• [EXCERPT TO READ]:
= Beginning of Section =

This note presents the R package bayesGARCH which provides functions for the Bayesian estimation of the parsimonious and effective GARCH(1,1) model with Student-\(t\) innovations. The estimation procedure is fully automatic and thus avoids the tedious task of tuning an MCMC sampling algorithm. The usage of the package is shown in an empirical application to exchange rate log-returns.
Research on changing volatility using time series models has been active since the pioneer paper by (Engle 1982). From there, ARCH (AutoRegressive Conditional Heteroscedasticity) and GARCH (Generalized ARCH) type models grew rapidly into a rich family of empirical models for volatility forecasting during the 80’s. These models are widespread and essential tools in financial econometrics.
In the \(\text{GARCH}(p,q)\) model introduced by Bollerslev (1986), the conditional variance at time \(t\) of the log-return \(y_t\) (of a financial asset or a financial index), denoted by \(h_t\), is postulated to be a linear function of the squares of past \(q\) log-returns and past \(p\) conditional variances. More precisely: \[h_t \doteq \alpha_0 + \sum_{i=1}^q \alpha_i \, y_{t-i}^2 + \sum_{j=1}^p \, \beta_j h_{t-j} \,,\] where the parameters satisfy the constraints \(\alpha_i \geq 0\) \((i=0,\ldots,q)\) and \(\beta_j \geq 0\) \((j=1,\ldots,p)\) in order to ensure a positive conditional variance. In most empirical applications it turns out that the simple specification \(p=q=1\) is able to reproduce the volatility dynamics of financial data. This has led the GARCH(1,1) model to become the workhorse model by both academics and practitioners. Given a model specification for \(h_t\), the log-returns are then modelled as \(y_t = \varepsilon_t h_t^{1/2}\), where \(\varepsilon_t\) are i.i.d. disturbances. Common choices for \(\varepsilon_t\) are Normal and Student-\(t\) disturbances. The Student-\(t\) specification is particularly useful, since it can provide the excess kurtosis in the conditional distribution that is often found in financial time series processes (unlike models with Normal innovations).
Until recently, GARCH models have mainly been estimated using the classical Maximum Likelihood technique. Several R packages provide functions for their estimation; see, e.g. fGarch (Wuertz and Y. Chalabi 2009), rgarch (Ghalanos 2010) and tseries (Trapletti and K. Hornik 2009). The Bayesian approach offers an attractive alternative which enables small sample results, robust estimation, model discrimination, model combination, and probabilistic statements on (possibly nonlinear) functions of the model parameters.
The package bayesGARCH (Ardia 2007) implements the Bayesian estimation procedure described in Ardia (2008 5) for the GARCH(1,1) model with Student-\(t\) innovations. The approach, based on the work of Nakatsuma (1998), consists of a Metropolis-Hastings (MH) algorithm where the proposal distributions are constructed from auxiliary ARMA processes on the squared observations. This methodology avoids the time-consuming and difficult task, especially for non-experts, of choosing and tuning a sampling algorithm. The program is written in R with some subroutines implemented in C in order to speed up the simulation procedure. The validity of the algorithm as well as the correctness of the computer code have been verified by the method of Geweke (2004).

= End of Section =

• [INFORMATION SUPPLIED]:

= Beginning of Section =

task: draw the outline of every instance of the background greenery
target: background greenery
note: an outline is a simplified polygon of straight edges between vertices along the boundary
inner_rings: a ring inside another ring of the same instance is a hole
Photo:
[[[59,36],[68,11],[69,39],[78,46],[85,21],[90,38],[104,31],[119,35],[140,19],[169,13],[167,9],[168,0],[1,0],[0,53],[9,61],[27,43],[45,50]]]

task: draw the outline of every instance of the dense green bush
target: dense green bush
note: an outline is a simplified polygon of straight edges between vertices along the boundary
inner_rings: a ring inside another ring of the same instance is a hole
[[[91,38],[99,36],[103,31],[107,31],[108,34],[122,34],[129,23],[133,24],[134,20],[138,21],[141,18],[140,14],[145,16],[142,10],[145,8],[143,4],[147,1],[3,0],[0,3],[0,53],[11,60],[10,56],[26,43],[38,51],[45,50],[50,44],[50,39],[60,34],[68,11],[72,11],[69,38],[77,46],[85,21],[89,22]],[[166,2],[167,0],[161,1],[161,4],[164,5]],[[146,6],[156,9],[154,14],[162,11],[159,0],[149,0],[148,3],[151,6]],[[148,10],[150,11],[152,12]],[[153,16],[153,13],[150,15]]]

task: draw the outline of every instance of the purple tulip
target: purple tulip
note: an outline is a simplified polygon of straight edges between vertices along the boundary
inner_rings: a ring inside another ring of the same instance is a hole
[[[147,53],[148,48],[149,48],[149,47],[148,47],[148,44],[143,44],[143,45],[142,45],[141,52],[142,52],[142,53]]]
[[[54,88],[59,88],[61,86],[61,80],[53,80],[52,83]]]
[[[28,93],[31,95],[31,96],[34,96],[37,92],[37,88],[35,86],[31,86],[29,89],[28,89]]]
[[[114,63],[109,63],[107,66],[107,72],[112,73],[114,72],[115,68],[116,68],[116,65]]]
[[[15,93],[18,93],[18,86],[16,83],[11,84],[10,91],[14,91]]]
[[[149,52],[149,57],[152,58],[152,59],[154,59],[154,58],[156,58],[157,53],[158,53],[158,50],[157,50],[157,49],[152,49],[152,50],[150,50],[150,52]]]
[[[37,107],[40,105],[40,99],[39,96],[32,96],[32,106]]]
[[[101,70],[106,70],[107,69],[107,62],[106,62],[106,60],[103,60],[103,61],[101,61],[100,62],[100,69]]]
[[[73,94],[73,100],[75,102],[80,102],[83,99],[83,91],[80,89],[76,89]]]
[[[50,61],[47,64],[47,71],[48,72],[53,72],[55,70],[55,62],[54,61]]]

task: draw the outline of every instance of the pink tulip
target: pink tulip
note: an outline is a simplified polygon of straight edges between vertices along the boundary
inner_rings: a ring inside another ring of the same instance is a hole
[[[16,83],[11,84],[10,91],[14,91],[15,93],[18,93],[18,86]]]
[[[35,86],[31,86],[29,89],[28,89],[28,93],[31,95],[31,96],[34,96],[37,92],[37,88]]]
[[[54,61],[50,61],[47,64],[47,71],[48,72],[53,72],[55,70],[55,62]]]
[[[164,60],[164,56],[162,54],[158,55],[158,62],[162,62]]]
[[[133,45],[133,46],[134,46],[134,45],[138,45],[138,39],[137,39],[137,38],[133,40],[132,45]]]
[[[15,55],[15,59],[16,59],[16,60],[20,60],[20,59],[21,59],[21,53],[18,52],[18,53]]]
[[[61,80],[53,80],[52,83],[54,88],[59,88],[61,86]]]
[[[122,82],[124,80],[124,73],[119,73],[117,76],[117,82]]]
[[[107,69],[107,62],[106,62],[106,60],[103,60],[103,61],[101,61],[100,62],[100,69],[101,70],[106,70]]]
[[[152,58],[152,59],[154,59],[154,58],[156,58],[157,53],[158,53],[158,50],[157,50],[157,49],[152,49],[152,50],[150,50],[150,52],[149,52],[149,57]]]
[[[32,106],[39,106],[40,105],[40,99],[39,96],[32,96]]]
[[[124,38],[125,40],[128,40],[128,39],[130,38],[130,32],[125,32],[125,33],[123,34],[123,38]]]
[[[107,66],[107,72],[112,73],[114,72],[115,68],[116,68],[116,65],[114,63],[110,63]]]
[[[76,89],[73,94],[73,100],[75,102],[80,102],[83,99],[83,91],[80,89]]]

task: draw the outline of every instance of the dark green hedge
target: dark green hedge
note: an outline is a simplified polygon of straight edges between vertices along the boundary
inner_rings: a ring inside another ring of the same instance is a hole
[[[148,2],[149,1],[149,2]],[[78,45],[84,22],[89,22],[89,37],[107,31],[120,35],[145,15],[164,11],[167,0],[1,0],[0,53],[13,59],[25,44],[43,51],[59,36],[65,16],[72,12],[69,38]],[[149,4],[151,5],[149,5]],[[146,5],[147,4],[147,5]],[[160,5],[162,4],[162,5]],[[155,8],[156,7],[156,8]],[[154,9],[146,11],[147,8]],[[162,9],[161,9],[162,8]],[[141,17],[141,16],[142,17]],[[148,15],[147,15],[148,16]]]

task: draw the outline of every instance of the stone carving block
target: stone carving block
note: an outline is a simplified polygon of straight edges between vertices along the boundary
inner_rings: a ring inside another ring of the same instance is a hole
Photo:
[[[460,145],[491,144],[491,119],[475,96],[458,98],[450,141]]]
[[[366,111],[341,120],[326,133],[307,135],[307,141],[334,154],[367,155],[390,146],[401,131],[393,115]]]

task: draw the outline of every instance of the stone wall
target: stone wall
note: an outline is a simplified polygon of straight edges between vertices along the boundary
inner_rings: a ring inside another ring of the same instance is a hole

= End of Section =

• [USING THE INFORMATION]:
**1)** In the bayesGARCH note, what method was used to verify the algorithm's validity and the correctness of the computer code?
**2)** Rewrite the bayesGARCH note between "The package bayesGARCH" and "of Geweke (2004).", inclusive, substituting "routines" for "subroutines".
**3)** Explain why the bayesGARCH note calls the Student-t specification for the disturbances particularly useful.

• [PER-TASK OUTPUTS]:
**1)** The method of Geweke (2004).

**2)**
The package bayesGARCH (Ardia 2007) implements the Bayesian estimation procedure described in Ardia (2008 5) for the GARCH(1,1) model with Student-\(t\) innovations. The approach, based on the work of Nakatsuma (1998), consists of a Metropolis-Hastings (MH) algorithm where the proposal distributions are constructed from auxiliary ARMA processes on the squared observations. This methodology avoids the time-consuming and difficult task, especially for non-experts, of choosing and tuning a sampling algorithm. The program is written in R with some routines implemented in C in order to speed up the simulation procedure. The validity of the algorithm as well as the correctness of the computer code have been verified by the method of Geweke (2004).

**3)** The Student-t specification can provide the excess kurtosis in the conditional distribution that is often found in financial time series processes. Models with Normal innovations do not provide this.